**Reading text:**
━━━━━━
# My sweet Dude is going under the knife.



## The A Team (Dec 1, 2005)

This morning Archie and I had a consultation with the surgeon about his ear. .......I left without him.  His constant ear infections have caused his ear to close up with scar tissue. It was ok until he got another infection and there is no way to get meds in therel. My vet wanted to try lazer treatments to try to get an opening, but they didn't work at all. His ear looks scary...even the surgeon had a look of surprise when he saw it! :w00t: If left untreated it could break through the ear canal and cause an absess, or it could cupture his ear drum. So tomorrow morning he will have his entire ear drum removed and the opening to his ear will be sewn closed. I pick him up on Wesnesday.








I know this is for the best....and I hope it is the end of his ear troubles for good! rayer:

The hardest part for me is....they're gonna shave all the beautiful hair off his ear!!! :smilie_tischkante::w00t: :w00t: :blush::innocent:


----------



## pippersmom (May 21, 2012)

Awwwww poor guy. He will be in my prayers. I know how hard this must be on you. These guys are our babies.


----------



## MoonDog (Jun 6, 2011)

Even without hair on his sweet little ear, Archie will still be handsome, sweet, beautiful and precious. Best of all, he will feel so much better and hopefully, his ear troubles will be a thing of the past. I love that boy and I'll be praying for him. :wub:


----------



## Summergirl73 (Sep 18, 2011)

Praying for the little man (and Mommy)!


----------



## hoaloha (Jan 27, 2012)

Pat, I hope Archie finds complete relief after this procedure. He sounds so incredibly sweet and I know you are doing what is best for him  I'll be thinking of him and praying that he has a quick and complete recovery! Hugs to you both!


----------



## Maidto2Maltese (Oct 19, 2004)

Ahhh Pat, I know this is hard on you... we never like having our babies have 'procedures'...BUT we don't want them to be in pain either...sooo.. It does sound like this is in his overall best interest!
Try to focus ahead to knowing no more discomfort for your little dude! 
Know he will continue to be in my prayers and I know everyone elses here too!
━━━━━━
**Records:**
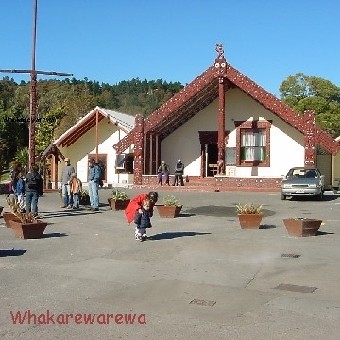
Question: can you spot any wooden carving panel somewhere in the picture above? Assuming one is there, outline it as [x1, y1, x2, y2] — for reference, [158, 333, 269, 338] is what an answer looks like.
[303, 110, 316, 167]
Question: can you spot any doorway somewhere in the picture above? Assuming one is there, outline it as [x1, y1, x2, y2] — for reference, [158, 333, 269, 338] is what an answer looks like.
[206, 143, 218, 177]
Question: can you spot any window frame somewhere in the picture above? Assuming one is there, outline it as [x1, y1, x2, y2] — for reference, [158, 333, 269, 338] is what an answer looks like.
[235, 120, 271, 167]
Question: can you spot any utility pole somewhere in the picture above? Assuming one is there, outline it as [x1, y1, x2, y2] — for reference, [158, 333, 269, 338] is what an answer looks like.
[0, 0, 73, 170]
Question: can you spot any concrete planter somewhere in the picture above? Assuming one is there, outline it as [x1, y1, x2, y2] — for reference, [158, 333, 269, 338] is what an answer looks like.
[156, 205, 182, 218]
[2, 211, 16, 228]
[9, 219, 47, 239]
[238, 214, 263, 229]
[79, 195, 90, 205]
[107, 198, 130, 210]
[283, 218, 322, 237]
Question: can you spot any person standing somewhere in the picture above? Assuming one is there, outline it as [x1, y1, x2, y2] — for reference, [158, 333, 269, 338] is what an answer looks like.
[25, 165, 43, 216]
[172, 159, 184, 186]
[125, 191, 158, 228]
[157, 161, 170, 185]
[134, 199, 152, 241]
[60, 158, 76, 209]
[15, 171, 25, 212]
[88, 158, 101, 211]
[70, 173, 82, 209]
[9, 163, 23, 194]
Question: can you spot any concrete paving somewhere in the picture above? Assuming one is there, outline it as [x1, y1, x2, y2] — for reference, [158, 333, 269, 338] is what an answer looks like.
[0, 189, 340, 340]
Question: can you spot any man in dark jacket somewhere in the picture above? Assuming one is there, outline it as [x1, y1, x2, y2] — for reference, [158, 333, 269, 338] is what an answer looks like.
[172, 159, 184, 186]
[25, 165, 43, 215]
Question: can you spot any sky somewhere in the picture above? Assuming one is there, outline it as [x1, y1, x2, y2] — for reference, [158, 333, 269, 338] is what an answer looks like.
[0, 0, 340, 97]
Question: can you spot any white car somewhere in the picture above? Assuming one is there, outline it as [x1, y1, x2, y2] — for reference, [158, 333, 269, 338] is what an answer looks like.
[281, 167, 325, 201]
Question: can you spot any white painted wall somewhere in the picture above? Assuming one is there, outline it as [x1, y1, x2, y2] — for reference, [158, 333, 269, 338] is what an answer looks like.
[162, 89, 304, 177]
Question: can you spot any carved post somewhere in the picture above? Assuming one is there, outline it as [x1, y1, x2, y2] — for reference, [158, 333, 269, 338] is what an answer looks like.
[133, 115, 144, 185]
[215, 44, 227, 175]
[303, 110, 316, 168]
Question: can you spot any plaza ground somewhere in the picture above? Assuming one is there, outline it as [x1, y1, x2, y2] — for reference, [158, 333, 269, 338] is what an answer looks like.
[0, 189, 340, 340]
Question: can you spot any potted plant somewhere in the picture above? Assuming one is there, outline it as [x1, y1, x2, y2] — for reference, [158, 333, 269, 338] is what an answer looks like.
[107, 189, 130, 210]
[157, 195, 182, 218]
[236, 203, 263, 229]
[2, 194, 22, 228]
[283, 217, 322, 237]
[7, 195, 47, 239]
[79, 190, 90, 205]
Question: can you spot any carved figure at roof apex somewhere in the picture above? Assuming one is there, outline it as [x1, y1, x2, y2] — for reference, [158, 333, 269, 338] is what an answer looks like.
[215, 44, 224, 59]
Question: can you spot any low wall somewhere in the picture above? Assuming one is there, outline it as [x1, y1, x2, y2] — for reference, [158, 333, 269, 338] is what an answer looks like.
[142, 175, 282, 192]
[0, 182, 9, 195]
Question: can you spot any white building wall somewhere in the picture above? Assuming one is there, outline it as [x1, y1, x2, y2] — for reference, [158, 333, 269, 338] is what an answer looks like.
[162, 89, 304, 177]
[58, 119, 133, 185]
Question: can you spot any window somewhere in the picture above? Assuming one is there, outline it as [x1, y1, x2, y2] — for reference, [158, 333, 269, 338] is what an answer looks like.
[241, 129, 266, 162]
[116, 153, 134, 174]
[235, 120, 271, 166]
[87, 153, 107, 182]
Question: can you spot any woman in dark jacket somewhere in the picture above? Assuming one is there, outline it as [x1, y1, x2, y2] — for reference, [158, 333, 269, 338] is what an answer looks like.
[25, 165, 43, 215]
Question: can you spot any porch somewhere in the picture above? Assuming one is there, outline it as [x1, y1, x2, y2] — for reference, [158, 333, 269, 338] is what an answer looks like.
[133, 175, 282, 192]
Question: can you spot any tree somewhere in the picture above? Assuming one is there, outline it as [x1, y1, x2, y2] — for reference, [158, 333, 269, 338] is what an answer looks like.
[280, 73, 340, 138]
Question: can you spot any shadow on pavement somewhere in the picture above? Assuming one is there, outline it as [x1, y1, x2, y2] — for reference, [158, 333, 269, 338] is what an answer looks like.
[260, 224, 277, 229]
[148, 231, 211, 241]
[0, 249, 27, 257]
[316, 230, 334, 236]
[41, 209, 104, 220]
[42, 233, 68, 238]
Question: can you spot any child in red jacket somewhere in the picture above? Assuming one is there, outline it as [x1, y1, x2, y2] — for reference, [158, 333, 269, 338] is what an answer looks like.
[125, 191, 158, 242]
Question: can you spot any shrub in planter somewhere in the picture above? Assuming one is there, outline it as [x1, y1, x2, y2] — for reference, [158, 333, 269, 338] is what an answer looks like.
[236, 203, 263, 229]
[7, 195, 47, 239]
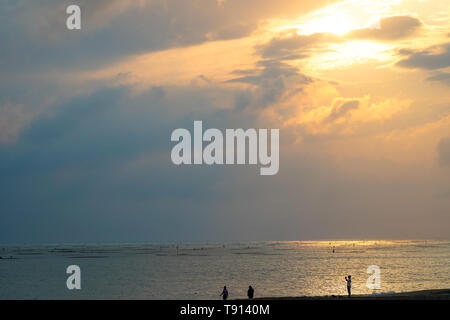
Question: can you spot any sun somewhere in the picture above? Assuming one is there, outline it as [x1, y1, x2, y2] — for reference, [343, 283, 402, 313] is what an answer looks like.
[296, 12, 359, 35]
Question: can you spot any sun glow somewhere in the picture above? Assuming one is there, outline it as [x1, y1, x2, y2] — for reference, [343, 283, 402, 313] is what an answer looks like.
[309, 40, 392, 69]
[296, 12, 359, 35]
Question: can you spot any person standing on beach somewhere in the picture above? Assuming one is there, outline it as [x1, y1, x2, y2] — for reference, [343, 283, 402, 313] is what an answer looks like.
[220, 286, 228, 300]
[247, 286, 255, 299]
[345, 275, 352, 297]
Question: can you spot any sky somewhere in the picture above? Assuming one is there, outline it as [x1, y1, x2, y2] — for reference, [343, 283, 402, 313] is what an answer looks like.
[0, 0, 450, 243]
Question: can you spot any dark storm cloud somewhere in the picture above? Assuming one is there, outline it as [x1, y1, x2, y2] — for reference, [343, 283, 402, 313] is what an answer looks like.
[397, 43, 450, 70]
[0, 0, 331, 72]
[0, 87, 257, 242]
[437, 137, 450, 166]
[228, 60, 313, 108]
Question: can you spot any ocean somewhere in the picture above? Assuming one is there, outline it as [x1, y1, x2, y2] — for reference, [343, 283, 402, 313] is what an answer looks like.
[0, 240, 450, 299]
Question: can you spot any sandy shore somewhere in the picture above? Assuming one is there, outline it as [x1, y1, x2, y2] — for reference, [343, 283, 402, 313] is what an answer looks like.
[255, 289, 450, 300]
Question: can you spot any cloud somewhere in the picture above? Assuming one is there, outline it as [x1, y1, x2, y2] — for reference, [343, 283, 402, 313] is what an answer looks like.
[345, 16, 422, 41]
[397, 43, 450, 70]
[255, 30, 342, 60]
[255, 16, 422, 60]
[0, 0, 329, 72]
[326, 100, 359, 121]
[427, 73, 450, 86]
[437, 137, 450, 166]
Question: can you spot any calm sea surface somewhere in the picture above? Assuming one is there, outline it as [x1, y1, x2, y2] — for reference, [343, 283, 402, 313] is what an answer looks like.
[0, 240, 450, 299]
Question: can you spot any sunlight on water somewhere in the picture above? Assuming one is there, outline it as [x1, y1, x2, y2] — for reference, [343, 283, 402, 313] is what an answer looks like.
[0, 240, 450, 299]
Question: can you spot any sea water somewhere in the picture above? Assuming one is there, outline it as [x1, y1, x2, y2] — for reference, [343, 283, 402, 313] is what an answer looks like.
[0, 240, 450, 299]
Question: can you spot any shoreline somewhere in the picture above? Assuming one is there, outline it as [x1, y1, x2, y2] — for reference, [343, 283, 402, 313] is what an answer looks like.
[254, 289, 450, 300]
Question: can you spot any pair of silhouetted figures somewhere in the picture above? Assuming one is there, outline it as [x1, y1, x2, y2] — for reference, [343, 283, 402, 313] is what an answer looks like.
[220, 286, 255, 300]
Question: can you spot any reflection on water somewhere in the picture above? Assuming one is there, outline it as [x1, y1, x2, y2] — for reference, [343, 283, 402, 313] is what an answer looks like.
[0, 240, 450, 299]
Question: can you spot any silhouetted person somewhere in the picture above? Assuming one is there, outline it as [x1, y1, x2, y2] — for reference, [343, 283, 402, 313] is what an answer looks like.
[220, 286, 228, 300]
[345, 275, 352, 297]
[247, 286, 255, 299]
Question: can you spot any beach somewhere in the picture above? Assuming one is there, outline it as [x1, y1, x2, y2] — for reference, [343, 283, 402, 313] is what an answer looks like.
[255, 289, 450, 300]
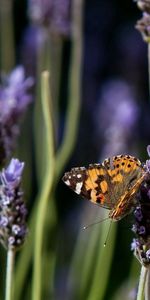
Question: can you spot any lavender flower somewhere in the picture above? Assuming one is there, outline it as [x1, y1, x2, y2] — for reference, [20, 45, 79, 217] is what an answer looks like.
[131, 146, 150, 266]
[29, 0, 71, 36]
[135, 0, 150, 13]
[0, 159, 27, 249]
[0, 66, 33, 164]
[135, 0, 150, 43]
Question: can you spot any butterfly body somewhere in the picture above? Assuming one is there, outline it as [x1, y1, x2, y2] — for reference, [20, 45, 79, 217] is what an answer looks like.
[63, 155, 146, 221]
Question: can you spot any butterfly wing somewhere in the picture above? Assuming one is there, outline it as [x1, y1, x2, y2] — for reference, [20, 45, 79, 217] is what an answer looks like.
[63, 164, 112, 209]
[63, 155, 144, 219]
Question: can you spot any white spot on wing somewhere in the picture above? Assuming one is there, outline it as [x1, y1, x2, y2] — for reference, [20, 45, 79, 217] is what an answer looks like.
[75, 182, 83, 194]
[77, 174, 82, 178]
[65, 180, 70, 185]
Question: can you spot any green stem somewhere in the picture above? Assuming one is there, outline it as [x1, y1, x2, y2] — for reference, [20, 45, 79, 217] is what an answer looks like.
[137, 266, 148, 300]
[145, 268, 150, 300]
[5, 249, 15, 300]
[147, 43, 150, 98]
[32, 71, 54, 300]
[0, 0, 15, 72]
[56, 0, 83, 180]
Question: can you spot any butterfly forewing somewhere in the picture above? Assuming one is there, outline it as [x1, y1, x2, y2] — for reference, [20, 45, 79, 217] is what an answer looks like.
[63, 155, 144, 219]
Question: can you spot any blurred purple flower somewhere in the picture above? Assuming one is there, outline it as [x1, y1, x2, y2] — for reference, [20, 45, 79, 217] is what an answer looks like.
[131, 146, 150, 266]
[0, 159, 27, 249]
[29, 0, 71, 36]
[0, 66, 33, 164]
[95, 80, 139, 158]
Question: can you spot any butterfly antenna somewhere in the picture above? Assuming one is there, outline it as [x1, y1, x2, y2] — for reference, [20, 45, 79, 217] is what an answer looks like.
[104, 220, 112, 247]
[83, 217, 109, 230]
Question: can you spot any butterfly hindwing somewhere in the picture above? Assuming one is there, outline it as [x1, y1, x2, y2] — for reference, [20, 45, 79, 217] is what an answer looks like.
[63, 155, 145, 220]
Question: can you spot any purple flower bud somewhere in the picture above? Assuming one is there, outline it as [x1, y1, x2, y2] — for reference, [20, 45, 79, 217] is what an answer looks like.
[1, 158, 24, 187]
[146, 249, 150, 259]
[134, 207, 143, 221]
[132, 224, 138, 233]
[0, 66, 33, 164]
[131, 239, 140, 250]
[0, 159, 27, 249]
[138, 226, 146, 234]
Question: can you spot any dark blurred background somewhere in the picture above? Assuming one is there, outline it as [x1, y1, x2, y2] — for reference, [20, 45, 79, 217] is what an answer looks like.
[4, 0, 150, 300]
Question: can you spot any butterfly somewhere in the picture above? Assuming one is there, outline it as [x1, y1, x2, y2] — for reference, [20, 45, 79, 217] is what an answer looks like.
[62, 155, 146, 221]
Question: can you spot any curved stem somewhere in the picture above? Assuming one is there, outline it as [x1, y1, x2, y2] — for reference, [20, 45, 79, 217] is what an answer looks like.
[55, 0, 83, 180]
[32, 71, 54, 300]
[5, 249, 15, 300]
[147, 43, 150, 99]
[145, 268, 150, 300]
[136, 266, 148, 300]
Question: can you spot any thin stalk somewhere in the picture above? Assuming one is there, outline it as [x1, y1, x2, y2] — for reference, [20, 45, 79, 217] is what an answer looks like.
[145, 268, 150, 300]
[5, 249, 15, 300]
[147, 43, 150, 97]
[55, 0, 83, 180]
[136, 266, 148, 300]
[0, 0, 15, 72]
[32, 71, 54, 300]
━━━━━━
**Explore the material:**
**A.** Based on the forum thread about Archie's ear surgery, say whether each statement is true, answering yes or no and quoting the words that decide it: (i) The laser treatments managed to open up Archie's ear. (ii) The surgery will sew the opening to Archie's ear closed. (iii) The first post calls the shaving of the hair off his ear the hardest part.
**B.** Quote from the forum thread about Archie's ear surgery the part that opens with the words containing "# My sweet Dude" and closes with "up on Wesnesday.".

**Exercise solutions:**
**A.**
(i) No: "they didn't work at all"
(ii) Yes: "the opening to his ear will be sewn closed"
(iii) Yes: "The hardest part for me is....they're gonna shave all the beautiful hair off his ear!!!"

**B.**
# My sweet Dude is going under the knife.



## The A Team (Dec 1, 2005)

This morning Archie and I had a consultation with the surgeon about his ear. .......I left without him.  His constant ear infections have caused his ear to close up with scar tissue. It was ok until he got another infection and there is no way to get meds in therel. My vet wanted to try lazer treatments to try to get an opening, but they didn't work at all. His ear looks scary...even the surgeon had a look of surprise when he saw it! :w00t: If left untreated it could break through the ear canal and cause an absess, or it could cupture his ear drum. So tomorrow morning he will have his entire ear drum removed and the opening to his ear will be sewn closed. I pick him up on Wesnesday.